* [TASK PROMPT]
Locate the line containing "Task: identify the decorative", then please write out that line and all the lines below it in the entries exactly.

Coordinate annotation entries
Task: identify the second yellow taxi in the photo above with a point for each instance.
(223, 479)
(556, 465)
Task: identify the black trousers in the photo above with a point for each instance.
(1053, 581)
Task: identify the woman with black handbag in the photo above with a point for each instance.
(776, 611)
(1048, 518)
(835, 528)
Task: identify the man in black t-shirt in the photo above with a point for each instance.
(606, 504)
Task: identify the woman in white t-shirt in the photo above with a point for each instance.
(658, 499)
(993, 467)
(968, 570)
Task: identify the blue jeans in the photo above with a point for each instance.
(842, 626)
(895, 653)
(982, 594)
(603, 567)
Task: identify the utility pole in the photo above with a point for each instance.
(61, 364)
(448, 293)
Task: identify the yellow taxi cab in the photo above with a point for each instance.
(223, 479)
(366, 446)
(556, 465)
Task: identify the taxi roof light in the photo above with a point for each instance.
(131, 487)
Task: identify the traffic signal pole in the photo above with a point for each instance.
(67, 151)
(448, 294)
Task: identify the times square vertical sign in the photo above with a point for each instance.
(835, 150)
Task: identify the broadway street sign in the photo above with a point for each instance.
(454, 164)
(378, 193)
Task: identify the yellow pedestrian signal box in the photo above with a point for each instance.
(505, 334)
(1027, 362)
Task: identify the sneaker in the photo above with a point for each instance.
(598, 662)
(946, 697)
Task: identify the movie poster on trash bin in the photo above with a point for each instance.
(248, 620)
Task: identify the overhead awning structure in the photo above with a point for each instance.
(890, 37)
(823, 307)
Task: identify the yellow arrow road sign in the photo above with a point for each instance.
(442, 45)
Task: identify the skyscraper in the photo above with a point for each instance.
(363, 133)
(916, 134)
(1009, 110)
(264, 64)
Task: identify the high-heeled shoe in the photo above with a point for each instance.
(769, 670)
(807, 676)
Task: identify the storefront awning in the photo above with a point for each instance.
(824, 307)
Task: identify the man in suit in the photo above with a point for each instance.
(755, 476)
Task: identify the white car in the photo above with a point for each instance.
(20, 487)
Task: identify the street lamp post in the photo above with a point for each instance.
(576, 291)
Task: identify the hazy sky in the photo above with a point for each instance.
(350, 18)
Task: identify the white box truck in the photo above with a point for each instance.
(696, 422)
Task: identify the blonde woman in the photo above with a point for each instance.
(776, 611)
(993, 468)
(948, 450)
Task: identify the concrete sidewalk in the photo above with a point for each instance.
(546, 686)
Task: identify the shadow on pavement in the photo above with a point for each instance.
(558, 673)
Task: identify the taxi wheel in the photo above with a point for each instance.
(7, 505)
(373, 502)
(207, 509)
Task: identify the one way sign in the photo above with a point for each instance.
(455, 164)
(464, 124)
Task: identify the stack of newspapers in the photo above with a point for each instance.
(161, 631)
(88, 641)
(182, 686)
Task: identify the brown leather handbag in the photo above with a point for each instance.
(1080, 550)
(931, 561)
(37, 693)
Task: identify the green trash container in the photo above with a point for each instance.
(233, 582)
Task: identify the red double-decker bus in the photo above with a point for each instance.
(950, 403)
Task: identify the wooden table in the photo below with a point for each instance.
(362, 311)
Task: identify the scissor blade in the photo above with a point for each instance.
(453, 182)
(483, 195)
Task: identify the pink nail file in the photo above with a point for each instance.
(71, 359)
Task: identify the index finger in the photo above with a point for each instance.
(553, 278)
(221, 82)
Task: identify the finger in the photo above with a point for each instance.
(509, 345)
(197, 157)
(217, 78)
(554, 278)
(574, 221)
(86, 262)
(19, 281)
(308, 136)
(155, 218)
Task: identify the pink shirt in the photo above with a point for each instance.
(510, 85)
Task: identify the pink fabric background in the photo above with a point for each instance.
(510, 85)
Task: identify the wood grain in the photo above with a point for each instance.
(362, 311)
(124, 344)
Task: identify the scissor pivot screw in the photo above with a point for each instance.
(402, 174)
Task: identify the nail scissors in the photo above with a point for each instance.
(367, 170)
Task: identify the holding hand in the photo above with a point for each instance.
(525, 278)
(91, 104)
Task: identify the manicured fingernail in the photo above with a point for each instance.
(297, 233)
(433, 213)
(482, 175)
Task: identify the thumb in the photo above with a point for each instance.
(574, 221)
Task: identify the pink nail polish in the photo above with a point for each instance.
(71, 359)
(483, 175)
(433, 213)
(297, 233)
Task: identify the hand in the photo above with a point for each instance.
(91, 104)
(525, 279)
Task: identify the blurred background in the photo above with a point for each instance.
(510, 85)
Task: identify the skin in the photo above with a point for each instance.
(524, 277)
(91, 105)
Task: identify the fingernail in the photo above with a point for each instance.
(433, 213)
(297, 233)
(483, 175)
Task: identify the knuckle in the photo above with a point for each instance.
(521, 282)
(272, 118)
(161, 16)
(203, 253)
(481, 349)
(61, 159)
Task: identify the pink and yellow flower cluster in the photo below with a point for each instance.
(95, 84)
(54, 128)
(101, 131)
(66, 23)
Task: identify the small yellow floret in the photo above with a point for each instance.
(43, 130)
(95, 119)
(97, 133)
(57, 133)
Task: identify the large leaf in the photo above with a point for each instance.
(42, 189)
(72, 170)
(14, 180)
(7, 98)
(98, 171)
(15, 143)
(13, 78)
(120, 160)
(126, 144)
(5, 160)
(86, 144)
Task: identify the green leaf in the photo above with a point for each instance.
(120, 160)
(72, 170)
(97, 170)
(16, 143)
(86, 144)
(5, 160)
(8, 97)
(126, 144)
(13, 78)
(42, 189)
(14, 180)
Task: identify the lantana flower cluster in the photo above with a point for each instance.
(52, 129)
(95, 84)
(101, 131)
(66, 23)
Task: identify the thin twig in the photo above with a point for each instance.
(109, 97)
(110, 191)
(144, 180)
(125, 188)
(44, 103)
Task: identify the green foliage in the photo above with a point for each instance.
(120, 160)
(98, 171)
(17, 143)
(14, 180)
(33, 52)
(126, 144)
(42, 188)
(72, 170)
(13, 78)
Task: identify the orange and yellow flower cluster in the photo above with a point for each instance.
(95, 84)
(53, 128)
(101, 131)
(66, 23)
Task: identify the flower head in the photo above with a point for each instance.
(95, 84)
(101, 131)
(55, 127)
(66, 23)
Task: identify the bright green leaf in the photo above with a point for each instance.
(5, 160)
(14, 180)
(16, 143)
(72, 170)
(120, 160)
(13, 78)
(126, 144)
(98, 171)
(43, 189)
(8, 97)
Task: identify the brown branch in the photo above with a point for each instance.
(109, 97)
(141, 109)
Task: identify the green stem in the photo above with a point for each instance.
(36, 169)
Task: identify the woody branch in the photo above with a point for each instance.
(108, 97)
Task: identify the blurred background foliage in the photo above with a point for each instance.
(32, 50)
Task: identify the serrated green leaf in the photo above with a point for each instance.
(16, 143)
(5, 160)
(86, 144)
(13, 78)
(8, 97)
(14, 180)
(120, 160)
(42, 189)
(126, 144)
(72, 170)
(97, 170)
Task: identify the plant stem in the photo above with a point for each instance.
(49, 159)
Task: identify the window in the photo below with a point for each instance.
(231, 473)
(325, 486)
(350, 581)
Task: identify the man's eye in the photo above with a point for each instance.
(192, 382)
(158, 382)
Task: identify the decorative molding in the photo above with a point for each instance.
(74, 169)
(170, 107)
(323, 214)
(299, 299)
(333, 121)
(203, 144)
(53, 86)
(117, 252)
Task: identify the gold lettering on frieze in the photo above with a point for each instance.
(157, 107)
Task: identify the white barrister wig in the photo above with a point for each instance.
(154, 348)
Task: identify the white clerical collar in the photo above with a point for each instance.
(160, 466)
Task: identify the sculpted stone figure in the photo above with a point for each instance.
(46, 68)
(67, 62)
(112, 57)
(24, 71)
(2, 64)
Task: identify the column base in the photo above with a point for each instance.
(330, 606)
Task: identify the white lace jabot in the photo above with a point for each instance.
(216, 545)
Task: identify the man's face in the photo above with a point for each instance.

* [OUTPUT OF THE EXERCISE]
Task: identify the decorative molding in the photo above with a point for each instance.
(74, 169)
(170, 107)
(323, 214)
(299, 299)
(333, 121)
(203, 144)
(53, 86)
(117, 252)
Task: identify the gold lettering on frieze in the photo above with a point for each instance.
(157, 107)
Task: identify the white barrister wig in the photo above with a point for each instance.
(154, 348)
Task: identify the white clerical collar in the photo above with a point for each instance.
(160, 466)
Task: identify the sculpted stone figure in the photo above with a point for each instance.
(46, 68)
(67, 62)
(112, 57)
(24, 71)
(2, 64)
Task: identify the column base in the photo above with a point for each instance.
(330, 606)
Task: identify the white lace jabot in the photo above with a point for each instance.
(216, 545)
Task: identify the man's face in the photo above with a point for each instance.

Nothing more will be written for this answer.